• [Tasks to perform]
**1.** In the passage on quantics, which two areas are named as the obvious ones where these would be applied?
**2.** Write the next part of the passage on quantics, starting after its last sentence.

• [Extracted text]
-- -- --

Thw two obvious areas where these would be applied were projective geometry, and number theory (less then in fashion). The geometric use was connected with invariant theory[?]. There is a general linear group acting on any given space of quantics, and this group action is potentially a fruitful way to classify algebraic varieties (for example cubic hypersurfaces in a given number of variables).
In more modern language the spaces of quantics are identified with the symmetric tensors of a given degree constructed from the tensor powers of a vector space V of dimension m. (This is straightforward provided we work over a field of characteristic zero). That is, we take the nfold tensor product of V with itself and take the subspace invariant under the symmetric group as it permutes factors. This definition specifies how GL(V) will act.

-- -- --

• [Dataset extract]
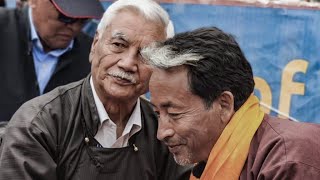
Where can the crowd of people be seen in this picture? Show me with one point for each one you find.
(71, 105)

-- -- --

• [Response list]
**1.** Projective geometry and number theory.

**2.**
It would be a possible direct method in algebraic geometry, to study the orbits of this action. More precisely the orbits for the action on the projective space formed from the vector space of symmetric tensors. The construction of invariants would be the theory of the coordinate ring of the 'space' of orbits, assuming that 'space' exists. No direct answer to that was given, until the geometric invariant theory[?] of David Mumford[?]; so the invariants of quantics were studied directly. Heroic calculations were performed, in an era leading up to the work of David Hilbert] on the qualitative theory.
For algebraic forms with integer coefficients, generalisations of the classical results on quadratic forms to forms of higher degree motivated much investigation.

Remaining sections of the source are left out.